WRITTEN EXERCISE:
Rewrite the material from the line containing "[point] every instance of the yellow" through the line containing "[point] every instance of the dark", requests included, and offset every coordinate in the answers by adding 85 to it. Reproduce only that stretch of the material.

(Stored records)
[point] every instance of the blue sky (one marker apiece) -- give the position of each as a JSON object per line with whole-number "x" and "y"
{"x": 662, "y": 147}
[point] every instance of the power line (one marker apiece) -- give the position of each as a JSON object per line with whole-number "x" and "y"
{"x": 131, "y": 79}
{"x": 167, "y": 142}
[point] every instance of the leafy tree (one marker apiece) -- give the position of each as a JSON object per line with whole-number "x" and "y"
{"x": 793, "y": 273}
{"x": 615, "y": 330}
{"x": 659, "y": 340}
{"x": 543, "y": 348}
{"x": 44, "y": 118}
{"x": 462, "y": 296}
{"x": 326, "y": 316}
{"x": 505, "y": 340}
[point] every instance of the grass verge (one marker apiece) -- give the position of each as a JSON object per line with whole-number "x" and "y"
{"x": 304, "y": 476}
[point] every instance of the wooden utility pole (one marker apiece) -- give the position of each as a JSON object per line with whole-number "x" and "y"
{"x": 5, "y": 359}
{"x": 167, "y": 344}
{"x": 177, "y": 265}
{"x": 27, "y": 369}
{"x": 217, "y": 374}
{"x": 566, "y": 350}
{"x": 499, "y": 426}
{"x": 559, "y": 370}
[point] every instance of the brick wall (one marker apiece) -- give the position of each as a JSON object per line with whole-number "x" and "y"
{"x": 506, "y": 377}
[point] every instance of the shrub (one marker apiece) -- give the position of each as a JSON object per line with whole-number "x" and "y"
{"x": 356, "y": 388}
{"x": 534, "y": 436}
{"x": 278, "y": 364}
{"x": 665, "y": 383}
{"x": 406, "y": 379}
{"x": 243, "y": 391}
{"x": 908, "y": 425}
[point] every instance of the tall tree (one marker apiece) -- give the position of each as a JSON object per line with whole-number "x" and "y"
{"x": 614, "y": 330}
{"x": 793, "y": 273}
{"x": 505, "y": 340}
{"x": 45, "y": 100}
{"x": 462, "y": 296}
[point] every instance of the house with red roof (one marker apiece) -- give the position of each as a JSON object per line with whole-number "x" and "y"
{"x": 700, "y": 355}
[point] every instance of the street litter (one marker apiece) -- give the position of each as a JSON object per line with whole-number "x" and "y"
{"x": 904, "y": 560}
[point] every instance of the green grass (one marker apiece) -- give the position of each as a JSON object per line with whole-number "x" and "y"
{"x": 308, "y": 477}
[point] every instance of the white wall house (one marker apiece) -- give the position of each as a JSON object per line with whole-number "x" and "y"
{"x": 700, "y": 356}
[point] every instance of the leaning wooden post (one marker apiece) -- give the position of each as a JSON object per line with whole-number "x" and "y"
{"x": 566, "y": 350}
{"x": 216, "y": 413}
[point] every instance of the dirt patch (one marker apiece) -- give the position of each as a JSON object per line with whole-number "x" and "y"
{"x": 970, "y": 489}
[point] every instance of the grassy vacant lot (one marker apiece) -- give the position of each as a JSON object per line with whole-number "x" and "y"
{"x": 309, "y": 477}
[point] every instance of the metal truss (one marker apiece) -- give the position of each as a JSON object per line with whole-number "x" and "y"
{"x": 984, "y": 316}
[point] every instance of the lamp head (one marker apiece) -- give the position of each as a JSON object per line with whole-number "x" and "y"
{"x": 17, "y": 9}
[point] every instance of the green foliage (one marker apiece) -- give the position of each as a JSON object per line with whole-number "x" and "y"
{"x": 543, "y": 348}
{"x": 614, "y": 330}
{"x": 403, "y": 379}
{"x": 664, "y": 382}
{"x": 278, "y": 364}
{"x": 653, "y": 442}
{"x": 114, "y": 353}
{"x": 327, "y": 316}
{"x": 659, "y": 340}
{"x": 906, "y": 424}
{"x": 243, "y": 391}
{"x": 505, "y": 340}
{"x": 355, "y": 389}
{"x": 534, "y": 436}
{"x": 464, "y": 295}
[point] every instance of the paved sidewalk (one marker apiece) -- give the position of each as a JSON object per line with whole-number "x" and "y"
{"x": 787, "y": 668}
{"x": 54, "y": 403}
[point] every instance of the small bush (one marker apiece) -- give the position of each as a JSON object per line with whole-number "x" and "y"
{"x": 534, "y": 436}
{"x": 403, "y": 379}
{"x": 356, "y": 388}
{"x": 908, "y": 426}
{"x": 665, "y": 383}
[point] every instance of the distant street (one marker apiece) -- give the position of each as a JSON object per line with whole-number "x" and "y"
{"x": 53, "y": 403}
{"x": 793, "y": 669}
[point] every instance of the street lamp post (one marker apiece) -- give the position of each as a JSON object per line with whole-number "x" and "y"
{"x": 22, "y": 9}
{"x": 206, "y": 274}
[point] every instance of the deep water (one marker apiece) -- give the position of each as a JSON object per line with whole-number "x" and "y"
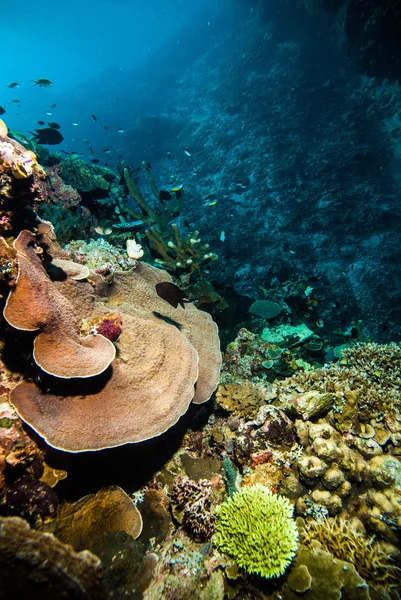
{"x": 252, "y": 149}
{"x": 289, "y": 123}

--

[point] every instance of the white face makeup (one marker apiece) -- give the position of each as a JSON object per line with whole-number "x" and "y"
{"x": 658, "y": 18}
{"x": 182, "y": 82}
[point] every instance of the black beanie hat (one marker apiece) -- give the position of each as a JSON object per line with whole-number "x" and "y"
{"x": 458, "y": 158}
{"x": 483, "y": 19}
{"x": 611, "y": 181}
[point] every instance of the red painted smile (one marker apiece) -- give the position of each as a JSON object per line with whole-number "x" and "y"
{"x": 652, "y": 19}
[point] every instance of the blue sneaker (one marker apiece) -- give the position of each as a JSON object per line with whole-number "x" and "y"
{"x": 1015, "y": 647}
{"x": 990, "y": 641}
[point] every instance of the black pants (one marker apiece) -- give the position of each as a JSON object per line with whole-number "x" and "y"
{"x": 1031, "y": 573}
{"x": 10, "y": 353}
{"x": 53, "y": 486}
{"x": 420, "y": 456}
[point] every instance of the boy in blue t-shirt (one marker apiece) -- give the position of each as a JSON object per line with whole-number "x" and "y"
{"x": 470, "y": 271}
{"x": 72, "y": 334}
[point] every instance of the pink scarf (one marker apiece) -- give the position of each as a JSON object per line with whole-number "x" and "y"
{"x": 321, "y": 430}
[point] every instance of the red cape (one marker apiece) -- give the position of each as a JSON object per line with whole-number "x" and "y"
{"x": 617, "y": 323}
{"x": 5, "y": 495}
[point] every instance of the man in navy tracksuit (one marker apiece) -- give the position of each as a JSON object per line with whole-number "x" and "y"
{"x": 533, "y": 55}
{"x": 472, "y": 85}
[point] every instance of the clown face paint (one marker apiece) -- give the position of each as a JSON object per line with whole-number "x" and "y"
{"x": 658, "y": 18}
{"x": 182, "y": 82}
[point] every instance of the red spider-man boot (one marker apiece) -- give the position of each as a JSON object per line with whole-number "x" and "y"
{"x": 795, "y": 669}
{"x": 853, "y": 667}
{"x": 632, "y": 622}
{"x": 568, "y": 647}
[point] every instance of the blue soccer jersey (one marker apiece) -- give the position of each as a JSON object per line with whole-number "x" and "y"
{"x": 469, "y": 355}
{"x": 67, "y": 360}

---

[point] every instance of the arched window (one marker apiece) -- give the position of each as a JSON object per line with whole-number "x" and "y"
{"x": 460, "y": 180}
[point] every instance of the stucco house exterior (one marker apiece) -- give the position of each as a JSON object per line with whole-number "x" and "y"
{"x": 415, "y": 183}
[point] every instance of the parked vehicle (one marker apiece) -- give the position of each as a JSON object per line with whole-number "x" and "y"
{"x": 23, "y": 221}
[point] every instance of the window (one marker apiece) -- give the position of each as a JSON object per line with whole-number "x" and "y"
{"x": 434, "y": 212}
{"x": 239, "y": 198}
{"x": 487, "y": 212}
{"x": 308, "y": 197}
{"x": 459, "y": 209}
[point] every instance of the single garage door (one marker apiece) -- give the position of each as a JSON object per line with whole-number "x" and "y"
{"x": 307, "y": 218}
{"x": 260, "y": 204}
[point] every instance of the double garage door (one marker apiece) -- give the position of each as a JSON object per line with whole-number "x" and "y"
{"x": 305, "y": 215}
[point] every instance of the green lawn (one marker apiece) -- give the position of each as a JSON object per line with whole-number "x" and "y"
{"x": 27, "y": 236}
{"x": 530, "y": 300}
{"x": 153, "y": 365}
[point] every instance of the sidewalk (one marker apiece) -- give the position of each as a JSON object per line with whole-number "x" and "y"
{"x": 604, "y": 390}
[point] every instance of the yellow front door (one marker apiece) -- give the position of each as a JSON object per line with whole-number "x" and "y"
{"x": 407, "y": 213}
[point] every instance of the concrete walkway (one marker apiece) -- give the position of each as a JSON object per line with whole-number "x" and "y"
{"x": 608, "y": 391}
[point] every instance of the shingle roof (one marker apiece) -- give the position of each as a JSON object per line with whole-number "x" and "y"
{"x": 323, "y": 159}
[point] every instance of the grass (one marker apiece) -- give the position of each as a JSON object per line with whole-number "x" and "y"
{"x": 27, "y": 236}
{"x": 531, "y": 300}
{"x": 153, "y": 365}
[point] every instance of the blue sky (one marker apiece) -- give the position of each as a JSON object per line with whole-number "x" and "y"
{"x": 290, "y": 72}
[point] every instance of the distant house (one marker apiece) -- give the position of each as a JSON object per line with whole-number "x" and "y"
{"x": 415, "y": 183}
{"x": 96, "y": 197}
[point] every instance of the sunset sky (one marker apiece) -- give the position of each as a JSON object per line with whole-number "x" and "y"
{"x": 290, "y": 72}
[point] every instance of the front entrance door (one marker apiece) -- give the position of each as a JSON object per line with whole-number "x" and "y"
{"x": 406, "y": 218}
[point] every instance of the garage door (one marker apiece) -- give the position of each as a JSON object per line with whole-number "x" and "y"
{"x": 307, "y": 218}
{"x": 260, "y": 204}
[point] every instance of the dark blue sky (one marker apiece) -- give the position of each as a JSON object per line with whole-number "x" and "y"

ANSWER TO THIS EXERCISE:
[point] every instance of the yellow front door (one marker apiece) -- give the position of each as a JSON object per line with whole-number "x" and "y"
{"x": 492, "y": 298}
[point] every instance of the concrete walkway (one marker apiece) -- give the position of each as a JSON object per line with whole-number "x" and "y"
{"x": 693, "y": 476}
[point] every instance of the shingle roof (one marker apiece) -- give the position of each as a JSON object per line with whole-number "x" and "y"
{"x": 408, "y": 244}
[point] every instance of the grass (one marker apiece) -- give the position of each as a JSON object per line with whole-number "x" and "y"
{"x": 112, "y": 321}
{"x": 616, "y": 385}
{"x": 238, "y": 450}
[point] every instance of the blue sky (one marker apiece) -- give the position of each as a JSON object per line with whole-number "x" and "y"
{"x": 375, "y": 157}
[point] every instance of the distant house (one marker apiece) -- give the position of each as a JSON object per line with whole-number "x" and "y"
{"x": 500, "y": 268}
{"x": 181, "y": 282}
[point] every instance of the sunset sky (one marker apiece) -- give the position of each as a JSON object per line with whole-number "x" and "y"
{"x": 375, "y": 157}
[point] every instance of the front entrance door (one marker apiece) -- give the position of each as a JSON object per line with whole-number "x" and "y"
{"x": 491, "y": 303}
[point] every instance of the garage door (one marker apiece) -- give the position of each as a JSON object per line with whole-number "x" and "y"
{"x": 392, "y": 303}
{"x": 345, "y": 289}
[point] every instance of the dark blue sky (one marker apiece) -- give the position of each as a JSON object per line with whole-number "x" and "y"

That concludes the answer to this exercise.